# Пункт задания 1
Подсчитайте строки листинга, в которых встречается слово "negative", и укажите только их число.

# Отрывок текста
"""

АБРАМ ПРИБЛУДА
ИЗ ДЕТСКИХ ЛЕТ.
И все-таки я поступаю в гимназию
(Большая часть этих очерков и статья Бориса Бернштейна об А. Приблуде,
опубликованы в: "Вестник Еврейского университета" # 4 (22). Москва 2000 – Иерусалим 5761, с. 321-356.)
Мои самые ранние воспоминания -- смерть бабушки и погром.
Смутно припоминается низенькая, несколько сгорбленная фигура бабушки. Тихие шажки, медленные движения, тихий разговор. Печальные глаза, в которых застыли накопившиеся годами робость и обиды от тех, с кем нельзя спорить. Изрезанный продольными морщинами лоб. Голова, повязанная по-крестьянски белым платком с торчащими под подбородком концами. В уголках губ -- бороздки. Такой глядела на нас бабушка с большого портрета, висящего в столовой рядом с портретом дедушки, задумчивого, с наивными, поднятыми, поднятыми кверху глазами, в круглой черной ермолке.
Бабушка умерла, когда мне было четыре года. Меня со старшей сестрой отослали к соседям. Весь день, до самой ночи, нас не пускали домой. Потом несколько дней дедушка, дядя Йойна и какие-то чужие дяди сидели на полу в чулках, никуда не ходили и тут же на полу ели. По утрам надевали на голову и на обнаженные руки блестящие черные коробочки, накрывались талесами и молились Боrу. Потом посторонние ушли. В доме все стало по прежнему. Только бабушки уже не было.
Более четко помню второе событие.
Медленно движется по мостовой толпа
бородатых людей. В руках -- хоругви, впереди
на полотенцах -- царский портрет. Идут мимо
нашего подвала и поют "Боже царя храни".
Вдруг начинается суматоха. Бегут, бросаются
во все стороны. На противоположной стороне
улицы грохочут железные шторы в слесарной
мастерской Шаца, падают разбиваемые стекла,
кричат, плачут. Мама ломает руки, загоняет
нас в дом и уводит в заднюю комнату.

"""

# Фрагменты листинга
"""

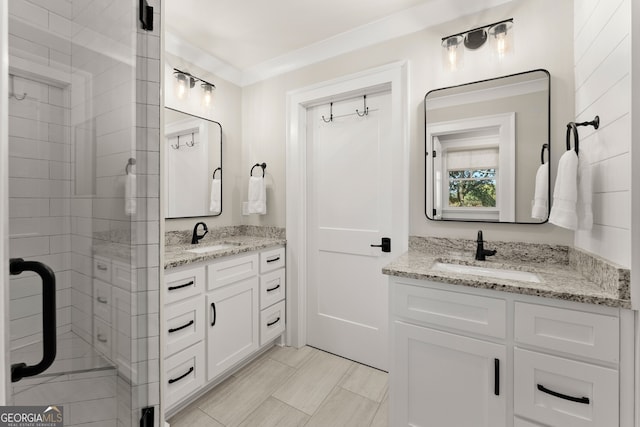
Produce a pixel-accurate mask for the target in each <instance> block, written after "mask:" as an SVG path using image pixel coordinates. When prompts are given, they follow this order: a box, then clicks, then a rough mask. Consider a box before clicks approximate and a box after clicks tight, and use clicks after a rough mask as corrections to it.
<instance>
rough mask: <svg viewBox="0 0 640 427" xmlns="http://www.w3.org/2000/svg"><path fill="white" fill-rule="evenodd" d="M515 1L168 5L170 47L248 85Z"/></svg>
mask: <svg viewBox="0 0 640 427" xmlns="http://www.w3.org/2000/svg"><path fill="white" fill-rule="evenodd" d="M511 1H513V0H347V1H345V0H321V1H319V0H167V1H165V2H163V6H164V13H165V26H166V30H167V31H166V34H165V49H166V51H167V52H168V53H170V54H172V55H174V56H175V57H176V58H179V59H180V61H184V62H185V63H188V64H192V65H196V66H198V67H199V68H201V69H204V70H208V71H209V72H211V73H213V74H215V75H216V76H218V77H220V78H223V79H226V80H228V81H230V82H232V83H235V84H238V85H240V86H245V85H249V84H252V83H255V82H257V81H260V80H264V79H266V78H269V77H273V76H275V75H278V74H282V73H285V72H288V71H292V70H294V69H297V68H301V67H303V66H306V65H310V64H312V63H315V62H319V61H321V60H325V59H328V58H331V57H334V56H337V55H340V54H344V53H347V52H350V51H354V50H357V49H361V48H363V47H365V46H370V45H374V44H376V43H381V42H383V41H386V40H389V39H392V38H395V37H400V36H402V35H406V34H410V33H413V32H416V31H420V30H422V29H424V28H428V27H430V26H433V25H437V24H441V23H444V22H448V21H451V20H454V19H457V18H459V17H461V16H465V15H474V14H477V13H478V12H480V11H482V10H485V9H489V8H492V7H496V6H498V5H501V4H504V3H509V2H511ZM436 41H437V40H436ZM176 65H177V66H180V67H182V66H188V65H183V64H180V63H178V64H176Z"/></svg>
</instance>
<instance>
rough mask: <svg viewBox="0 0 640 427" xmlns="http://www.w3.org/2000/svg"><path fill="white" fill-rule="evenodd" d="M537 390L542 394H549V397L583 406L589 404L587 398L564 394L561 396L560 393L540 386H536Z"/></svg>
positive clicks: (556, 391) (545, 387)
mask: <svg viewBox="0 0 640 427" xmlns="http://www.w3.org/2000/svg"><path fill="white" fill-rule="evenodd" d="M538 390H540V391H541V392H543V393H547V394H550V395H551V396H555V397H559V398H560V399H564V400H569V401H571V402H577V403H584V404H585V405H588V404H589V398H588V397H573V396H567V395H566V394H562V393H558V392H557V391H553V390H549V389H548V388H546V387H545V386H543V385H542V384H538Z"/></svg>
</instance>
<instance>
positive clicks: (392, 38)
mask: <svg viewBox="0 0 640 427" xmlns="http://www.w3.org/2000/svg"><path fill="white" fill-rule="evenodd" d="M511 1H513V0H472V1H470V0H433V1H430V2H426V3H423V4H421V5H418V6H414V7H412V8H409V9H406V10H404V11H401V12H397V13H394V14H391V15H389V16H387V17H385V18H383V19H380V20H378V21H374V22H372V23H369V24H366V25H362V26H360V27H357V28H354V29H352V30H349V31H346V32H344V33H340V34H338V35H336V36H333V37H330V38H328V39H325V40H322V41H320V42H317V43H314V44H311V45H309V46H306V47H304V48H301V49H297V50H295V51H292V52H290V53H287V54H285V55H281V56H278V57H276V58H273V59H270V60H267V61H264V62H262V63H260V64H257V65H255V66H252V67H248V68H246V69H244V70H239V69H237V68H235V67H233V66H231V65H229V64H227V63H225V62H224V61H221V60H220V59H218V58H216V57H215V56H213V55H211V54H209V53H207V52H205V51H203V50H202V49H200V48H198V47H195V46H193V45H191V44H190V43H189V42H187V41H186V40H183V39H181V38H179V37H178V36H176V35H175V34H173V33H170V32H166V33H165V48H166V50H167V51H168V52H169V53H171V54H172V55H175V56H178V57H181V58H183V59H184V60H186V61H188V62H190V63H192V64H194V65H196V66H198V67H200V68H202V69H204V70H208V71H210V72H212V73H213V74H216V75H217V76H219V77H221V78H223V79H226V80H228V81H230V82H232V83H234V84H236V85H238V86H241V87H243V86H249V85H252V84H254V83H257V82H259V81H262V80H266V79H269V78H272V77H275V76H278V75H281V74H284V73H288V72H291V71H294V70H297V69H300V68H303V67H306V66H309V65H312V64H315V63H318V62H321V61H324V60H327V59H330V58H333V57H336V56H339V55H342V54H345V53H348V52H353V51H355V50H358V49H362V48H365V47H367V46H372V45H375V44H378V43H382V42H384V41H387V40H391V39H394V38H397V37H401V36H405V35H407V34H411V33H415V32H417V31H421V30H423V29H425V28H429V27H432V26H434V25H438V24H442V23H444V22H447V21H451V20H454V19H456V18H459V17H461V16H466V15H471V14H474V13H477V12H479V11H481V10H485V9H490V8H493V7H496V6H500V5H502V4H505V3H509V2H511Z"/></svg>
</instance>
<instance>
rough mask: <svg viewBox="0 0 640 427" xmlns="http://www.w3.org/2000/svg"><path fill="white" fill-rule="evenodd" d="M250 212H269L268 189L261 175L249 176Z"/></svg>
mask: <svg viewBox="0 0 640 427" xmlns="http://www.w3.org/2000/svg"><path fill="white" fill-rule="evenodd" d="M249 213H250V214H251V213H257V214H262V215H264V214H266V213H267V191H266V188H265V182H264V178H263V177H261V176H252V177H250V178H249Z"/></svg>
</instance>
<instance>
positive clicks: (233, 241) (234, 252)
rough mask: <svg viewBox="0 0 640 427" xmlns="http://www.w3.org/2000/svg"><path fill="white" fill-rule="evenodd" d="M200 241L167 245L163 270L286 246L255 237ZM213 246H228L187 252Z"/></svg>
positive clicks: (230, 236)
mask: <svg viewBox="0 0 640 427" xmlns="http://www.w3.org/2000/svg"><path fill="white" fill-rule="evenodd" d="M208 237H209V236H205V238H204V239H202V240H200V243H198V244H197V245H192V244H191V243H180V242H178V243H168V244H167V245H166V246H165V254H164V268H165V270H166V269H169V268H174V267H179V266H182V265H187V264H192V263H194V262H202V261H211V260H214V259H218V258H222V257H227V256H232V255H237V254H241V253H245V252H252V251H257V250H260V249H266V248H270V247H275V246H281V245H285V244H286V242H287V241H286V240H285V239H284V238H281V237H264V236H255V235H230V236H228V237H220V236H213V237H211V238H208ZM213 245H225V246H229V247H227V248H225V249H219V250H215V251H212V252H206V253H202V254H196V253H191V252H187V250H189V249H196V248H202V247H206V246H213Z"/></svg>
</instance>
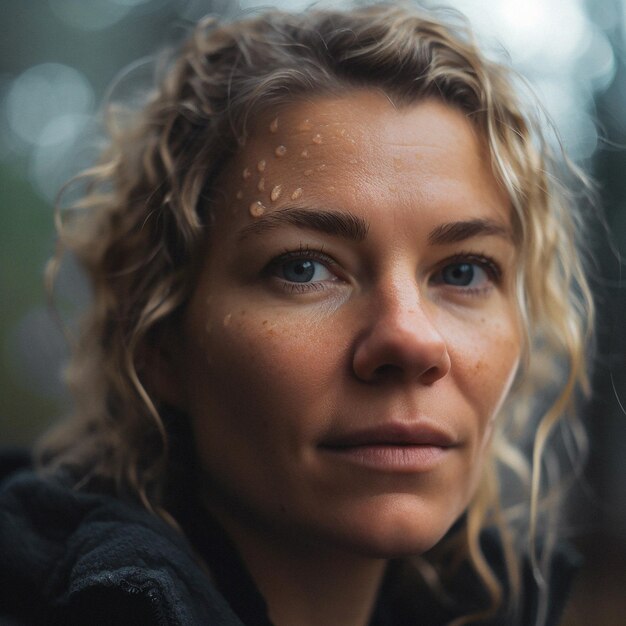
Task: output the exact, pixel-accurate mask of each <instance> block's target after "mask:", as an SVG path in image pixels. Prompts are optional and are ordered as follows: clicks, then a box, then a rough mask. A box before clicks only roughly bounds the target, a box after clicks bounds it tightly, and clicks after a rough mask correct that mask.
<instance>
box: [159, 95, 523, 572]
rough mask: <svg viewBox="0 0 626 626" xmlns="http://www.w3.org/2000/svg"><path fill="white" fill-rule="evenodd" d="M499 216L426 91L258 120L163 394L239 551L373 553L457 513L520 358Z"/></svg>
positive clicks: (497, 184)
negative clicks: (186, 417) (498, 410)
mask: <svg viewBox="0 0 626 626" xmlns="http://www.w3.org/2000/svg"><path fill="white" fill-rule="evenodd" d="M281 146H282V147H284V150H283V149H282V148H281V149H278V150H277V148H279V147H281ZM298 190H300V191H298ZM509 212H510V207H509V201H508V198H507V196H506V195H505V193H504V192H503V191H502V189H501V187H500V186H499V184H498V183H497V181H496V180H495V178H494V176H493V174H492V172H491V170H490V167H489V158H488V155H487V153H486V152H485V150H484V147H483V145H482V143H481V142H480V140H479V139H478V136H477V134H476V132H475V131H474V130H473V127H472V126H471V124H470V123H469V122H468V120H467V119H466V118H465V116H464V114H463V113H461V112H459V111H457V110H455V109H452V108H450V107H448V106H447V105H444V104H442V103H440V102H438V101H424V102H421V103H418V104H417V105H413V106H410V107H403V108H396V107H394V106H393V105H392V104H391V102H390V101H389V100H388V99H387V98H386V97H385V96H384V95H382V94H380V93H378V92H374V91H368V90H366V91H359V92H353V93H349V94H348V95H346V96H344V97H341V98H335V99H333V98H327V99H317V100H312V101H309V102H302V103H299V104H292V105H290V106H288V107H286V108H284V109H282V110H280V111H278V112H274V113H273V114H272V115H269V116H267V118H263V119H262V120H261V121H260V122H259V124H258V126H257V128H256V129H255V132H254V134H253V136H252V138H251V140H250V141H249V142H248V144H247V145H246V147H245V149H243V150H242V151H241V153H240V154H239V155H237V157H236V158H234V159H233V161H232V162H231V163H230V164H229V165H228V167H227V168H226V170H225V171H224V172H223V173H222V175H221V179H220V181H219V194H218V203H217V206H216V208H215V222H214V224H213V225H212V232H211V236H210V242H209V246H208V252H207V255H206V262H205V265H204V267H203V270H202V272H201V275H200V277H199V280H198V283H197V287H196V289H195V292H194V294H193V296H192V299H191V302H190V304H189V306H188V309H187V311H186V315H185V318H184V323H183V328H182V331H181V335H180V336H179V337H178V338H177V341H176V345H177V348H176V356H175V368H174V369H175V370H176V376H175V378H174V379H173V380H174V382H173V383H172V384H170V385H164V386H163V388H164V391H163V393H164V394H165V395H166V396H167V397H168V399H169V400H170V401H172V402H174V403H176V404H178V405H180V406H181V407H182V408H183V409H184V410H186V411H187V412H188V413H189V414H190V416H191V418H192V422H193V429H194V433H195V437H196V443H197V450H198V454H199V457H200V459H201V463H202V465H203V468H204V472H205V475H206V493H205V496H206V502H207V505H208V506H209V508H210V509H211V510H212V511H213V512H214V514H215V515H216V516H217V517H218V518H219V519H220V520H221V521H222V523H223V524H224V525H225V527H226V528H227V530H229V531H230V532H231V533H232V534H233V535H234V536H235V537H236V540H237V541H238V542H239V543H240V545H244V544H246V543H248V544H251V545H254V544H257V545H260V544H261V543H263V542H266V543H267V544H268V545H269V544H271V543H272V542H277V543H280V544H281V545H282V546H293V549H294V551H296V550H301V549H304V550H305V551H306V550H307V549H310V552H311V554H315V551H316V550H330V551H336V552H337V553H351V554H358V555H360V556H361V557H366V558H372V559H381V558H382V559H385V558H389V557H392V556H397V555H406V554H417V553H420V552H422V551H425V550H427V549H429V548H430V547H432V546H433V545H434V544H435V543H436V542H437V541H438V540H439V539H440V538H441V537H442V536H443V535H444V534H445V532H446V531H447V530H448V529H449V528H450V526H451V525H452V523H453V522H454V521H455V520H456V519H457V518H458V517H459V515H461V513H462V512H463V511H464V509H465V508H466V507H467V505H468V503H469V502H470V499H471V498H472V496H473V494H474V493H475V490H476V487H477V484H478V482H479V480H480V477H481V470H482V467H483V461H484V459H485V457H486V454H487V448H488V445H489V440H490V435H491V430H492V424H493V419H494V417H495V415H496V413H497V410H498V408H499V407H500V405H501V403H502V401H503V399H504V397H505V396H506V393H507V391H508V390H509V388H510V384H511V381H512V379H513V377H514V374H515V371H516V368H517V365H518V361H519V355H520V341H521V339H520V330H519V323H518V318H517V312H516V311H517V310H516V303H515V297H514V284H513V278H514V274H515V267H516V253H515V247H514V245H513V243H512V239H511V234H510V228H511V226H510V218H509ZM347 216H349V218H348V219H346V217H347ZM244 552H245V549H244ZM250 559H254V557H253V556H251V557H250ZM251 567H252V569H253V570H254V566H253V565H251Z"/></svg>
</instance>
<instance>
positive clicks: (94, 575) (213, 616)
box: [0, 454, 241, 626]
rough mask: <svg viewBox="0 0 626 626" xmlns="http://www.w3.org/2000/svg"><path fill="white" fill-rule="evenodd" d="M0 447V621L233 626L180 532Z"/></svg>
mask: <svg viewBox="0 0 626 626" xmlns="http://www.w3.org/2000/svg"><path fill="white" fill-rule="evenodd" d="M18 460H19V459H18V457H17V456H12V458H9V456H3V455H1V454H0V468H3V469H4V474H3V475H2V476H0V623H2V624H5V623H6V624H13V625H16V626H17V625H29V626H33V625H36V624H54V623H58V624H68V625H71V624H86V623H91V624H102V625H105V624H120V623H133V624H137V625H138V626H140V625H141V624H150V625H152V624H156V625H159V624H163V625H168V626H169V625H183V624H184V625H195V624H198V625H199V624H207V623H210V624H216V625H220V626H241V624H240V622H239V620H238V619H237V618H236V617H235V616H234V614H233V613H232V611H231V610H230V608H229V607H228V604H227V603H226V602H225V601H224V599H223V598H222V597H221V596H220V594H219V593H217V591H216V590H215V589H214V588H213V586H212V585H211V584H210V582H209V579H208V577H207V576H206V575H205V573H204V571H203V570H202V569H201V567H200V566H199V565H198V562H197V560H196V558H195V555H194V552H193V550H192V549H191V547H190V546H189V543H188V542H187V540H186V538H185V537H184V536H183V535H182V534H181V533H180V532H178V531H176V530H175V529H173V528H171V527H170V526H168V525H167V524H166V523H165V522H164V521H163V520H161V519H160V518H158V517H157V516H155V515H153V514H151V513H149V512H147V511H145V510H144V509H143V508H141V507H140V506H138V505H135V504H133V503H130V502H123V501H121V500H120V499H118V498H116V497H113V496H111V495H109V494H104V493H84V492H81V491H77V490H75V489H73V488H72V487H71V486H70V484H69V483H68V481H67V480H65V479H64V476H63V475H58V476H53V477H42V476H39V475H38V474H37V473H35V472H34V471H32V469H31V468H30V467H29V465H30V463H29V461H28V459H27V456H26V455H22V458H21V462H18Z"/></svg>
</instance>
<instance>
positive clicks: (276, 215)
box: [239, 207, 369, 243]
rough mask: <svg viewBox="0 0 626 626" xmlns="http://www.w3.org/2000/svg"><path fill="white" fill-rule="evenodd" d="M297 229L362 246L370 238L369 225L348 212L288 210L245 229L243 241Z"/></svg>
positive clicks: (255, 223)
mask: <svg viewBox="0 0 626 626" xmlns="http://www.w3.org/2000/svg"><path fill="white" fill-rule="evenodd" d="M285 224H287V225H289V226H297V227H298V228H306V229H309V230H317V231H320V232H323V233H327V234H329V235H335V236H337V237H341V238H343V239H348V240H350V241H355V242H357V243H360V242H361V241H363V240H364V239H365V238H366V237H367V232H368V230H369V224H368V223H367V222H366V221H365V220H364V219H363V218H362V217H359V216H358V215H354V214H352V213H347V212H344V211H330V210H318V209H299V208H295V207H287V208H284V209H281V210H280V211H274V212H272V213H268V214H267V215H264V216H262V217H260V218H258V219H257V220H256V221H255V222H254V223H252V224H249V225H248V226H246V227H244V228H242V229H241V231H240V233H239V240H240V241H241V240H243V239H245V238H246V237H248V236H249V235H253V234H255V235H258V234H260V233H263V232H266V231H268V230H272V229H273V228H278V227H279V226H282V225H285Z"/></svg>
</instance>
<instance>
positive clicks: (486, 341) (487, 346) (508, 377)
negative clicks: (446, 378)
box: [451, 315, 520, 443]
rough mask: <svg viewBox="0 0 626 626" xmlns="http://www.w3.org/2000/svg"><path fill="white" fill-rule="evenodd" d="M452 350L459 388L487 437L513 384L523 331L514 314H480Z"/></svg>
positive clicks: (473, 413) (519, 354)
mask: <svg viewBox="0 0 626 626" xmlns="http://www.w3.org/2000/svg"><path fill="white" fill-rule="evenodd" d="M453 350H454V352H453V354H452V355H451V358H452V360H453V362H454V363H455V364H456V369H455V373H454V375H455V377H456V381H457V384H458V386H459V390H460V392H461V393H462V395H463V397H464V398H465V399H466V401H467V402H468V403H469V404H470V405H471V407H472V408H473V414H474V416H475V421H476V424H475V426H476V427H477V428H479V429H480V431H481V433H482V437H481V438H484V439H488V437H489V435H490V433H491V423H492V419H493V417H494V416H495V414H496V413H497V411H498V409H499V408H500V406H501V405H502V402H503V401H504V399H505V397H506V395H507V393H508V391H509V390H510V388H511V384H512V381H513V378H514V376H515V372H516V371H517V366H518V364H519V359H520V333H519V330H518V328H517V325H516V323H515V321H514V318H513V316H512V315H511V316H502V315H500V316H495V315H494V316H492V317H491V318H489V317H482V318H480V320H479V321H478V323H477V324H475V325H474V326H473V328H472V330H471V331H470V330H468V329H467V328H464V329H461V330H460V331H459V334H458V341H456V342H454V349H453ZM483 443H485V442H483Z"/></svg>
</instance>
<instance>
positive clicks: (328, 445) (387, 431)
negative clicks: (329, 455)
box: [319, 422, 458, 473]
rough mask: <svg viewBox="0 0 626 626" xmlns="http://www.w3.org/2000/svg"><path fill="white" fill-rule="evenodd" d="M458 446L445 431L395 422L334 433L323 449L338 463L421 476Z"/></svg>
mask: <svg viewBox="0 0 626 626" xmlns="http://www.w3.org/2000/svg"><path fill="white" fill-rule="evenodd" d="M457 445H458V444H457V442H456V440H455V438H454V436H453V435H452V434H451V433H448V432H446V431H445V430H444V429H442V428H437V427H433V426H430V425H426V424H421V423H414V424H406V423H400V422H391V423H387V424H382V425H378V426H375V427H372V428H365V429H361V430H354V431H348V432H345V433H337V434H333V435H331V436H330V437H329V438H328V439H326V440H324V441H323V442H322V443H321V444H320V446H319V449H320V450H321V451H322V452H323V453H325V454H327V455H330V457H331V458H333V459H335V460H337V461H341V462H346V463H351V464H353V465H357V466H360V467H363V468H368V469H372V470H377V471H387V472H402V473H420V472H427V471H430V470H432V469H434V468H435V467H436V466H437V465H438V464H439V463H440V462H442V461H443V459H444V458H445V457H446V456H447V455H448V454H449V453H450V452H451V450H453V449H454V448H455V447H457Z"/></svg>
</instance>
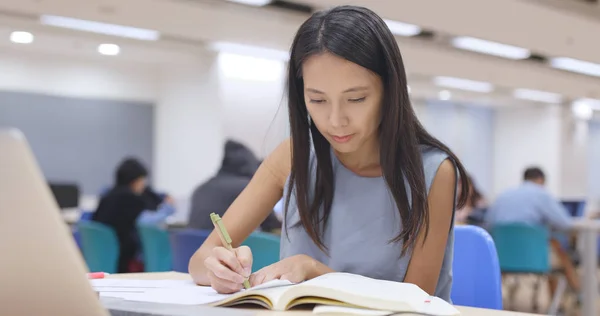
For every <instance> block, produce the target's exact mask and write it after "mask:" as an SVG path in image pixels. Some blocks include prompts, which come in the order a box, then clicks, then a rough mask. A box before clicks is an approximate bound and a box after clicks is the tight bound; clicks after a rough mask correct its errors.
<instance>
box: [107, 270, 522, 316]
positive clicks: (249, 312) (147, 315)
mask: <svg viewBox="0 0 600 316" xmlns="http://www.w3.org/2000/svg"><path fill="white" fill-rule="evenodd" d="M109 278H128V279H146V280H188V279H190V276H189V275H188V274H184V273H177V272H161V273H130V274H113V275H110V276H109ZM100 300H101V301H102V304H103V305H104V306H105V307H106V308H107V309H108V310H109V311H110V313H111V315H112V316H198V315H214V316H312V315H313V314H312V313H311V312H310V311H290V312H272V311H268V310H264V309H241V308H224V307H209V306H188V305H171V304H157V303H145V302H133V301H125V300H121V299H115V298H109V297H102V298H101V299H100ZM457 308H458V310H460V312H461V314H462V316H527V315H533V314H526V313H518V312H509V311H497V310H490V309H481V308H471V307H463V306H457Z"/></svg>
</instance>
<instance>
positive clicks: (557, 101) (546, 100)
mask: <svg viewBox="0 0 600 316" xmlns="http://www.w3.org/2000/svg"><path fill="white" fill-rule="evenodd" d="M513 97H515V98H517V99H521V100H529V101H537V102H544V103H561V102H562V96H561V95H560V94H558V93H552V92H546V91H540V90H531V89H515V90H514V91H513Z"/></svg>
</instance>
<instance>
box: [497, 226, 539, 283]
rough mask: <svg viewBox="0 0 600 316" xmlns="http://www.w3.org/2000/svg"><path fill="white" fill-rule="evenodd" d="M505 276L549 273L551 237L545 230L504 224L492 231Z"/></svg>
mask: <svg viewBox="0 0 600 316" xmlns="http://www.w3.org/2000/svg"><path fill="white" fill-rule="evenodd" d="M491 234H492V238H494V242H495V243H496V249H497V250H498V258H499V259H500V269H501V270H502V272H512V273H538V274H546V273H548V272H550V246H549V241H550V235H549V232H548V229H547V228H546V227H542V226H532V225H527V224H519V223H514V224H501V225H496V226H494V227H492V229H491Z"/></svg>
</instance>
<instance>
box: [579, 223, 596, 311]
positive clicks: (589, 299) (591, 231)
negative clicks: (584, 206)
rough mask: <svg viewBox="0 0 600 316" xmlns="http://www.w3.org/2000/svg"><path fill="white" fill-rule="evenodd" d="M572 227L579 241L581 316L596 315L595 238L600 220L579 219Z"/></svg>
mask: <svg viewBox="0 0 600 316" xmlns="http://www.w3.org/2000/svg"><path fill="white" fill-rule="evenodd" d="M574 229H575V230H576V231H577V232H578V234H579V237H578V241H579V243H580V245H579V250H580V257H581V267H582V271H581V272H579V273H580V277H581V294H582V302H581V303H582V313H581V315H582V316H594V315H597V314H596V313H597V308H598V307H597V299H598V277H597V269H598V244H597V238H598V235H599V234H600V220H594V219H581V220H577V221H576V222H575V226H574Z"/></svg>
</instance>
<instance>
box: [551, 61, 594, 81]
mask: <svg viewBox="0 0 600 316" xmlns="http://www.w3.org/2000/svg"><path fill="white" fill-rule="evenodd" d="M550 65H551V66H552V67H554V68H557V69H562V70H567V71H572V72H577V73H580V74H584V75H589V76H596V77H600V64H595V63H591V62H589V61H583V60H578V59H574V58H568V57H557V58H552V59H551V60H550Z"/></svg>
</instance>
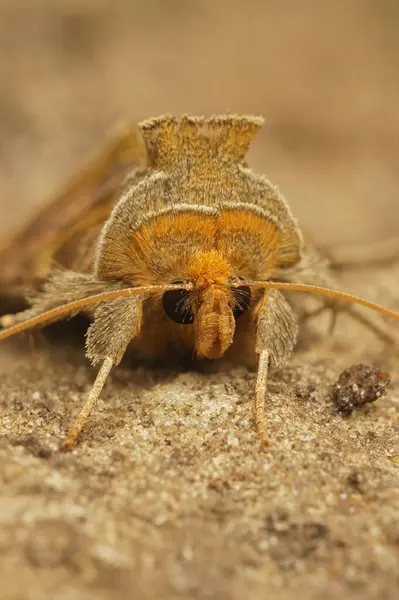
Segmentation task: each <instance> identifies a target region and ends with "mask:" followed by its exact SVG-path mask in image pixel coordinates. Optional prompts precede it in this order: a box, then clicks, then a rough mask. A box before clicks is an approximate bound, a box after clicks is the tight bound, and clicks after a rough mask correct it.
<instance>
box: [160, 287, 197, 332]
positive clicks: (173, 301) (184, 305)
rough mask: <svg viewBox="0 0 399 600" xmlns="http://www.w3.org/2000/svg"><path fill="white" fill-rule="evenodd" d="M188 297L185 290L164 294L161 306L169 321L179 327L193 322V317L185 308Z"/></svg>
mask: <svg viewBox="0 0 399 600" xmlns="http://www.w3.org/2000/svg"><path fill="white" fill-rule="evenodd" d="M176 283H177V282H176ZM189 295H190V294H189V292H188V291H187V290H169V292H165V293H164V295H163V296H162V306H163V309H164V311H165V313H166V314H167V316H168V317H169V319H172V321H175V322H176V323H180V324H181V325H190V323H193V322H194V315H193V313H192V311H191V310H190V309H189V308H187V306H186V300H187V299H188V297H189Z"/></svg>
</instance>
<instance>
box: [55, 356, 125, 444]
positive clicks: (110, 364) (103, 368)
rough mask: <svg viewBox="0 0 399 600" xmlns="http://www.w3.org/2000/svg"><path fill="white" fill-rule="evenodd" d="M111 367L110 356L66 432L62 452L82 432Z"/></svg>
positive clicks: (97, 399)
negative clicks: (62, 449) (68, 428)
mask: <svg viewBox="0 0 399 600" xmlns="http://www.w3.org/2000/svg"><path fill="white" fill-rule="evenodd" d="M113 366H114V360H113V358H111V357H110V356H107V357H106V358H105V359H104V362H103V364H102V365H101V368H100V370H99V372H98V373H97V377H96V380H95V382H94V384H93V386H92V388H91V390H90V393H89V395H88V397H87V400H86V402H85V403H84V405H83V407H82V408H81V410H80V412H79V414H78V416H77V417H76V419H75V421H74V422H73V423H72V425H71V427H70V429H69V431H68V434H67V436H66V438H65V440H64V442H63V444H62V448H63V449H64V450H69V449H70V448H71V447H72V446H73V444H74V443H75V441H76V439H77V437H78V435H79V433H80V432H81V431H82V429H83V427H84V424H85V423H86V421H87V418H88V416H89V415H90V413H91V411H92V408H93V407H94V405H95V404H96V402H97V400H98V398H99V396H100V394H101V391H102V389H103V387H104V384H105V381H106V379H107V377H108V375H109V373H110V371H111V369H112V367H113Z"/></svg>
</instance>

"""

# Пункт задания 2
Чья слесарная мастерская упоминается в отрывке?

# Результат 1
5

# Результат 2
Мастерская Шаца.